Now, let's look together in Isaiah chapter 53 and verse 3. "He is despised and rejected by men, a Man of sorrows and acquainted with grief. And we hid, as it were, or faces from Him; He was despised, and we did not esteem Him". John 1, verse 11 says that Jesus "came unto His own, and His own received Him not". Try getting your mind around that. He created the universe. He's responsible for every single life that has ever been lived. His power upholds every living soul. And yet when He came to the earth, those He created especially to be saved, despised Him and rejected Him. Would a person really do that? Here was Jesus coming to the earth to give life, and yet people rejected Him and chose death.

Let me ask you: What are you choosing? Isaiah chapter 53 and verse 4 says, "Surely He has borne our griefs and carried our sorrows; yet we esteemed Him stricken, smitten by God, and afflicted". That's what Jesus came to the earth to do: to bear your griefs and carry your sorrows. Think about that. What does that suggest? What kind of God does that speak of? It reminds me of Isaiah 66:13, which says, "As one whom his mother comforts, so I will comfort you". What a picture. As tender as a mother's comfort is the comfort of God. You can lean on Him. You can fall into His arms. When you need comfort, God says, "I'll comfort you". Jesus said, "Come to me, all ye that labor and are heavy laden, and I will give you rest".

◇ ◇ ◇ ◇ ◇

> **WHAT THE EXERCISE ASKS**:
In the passage on Isaiah 53, which verse is cited as saying that Jesus "came unto His own, and His own received Him not"?

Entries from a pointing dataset

◇ ◇ ◇ ◇ ◇

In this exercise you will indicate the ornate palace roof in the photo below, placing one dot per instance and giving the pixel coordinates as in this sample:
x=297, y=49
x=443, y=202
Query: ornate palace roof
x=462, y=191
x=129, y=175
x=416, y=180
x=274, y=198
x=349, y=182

◇ ◇ ◇ ◇ ◇

> **EXERCISE ANSWER**:
John 1, verse 11.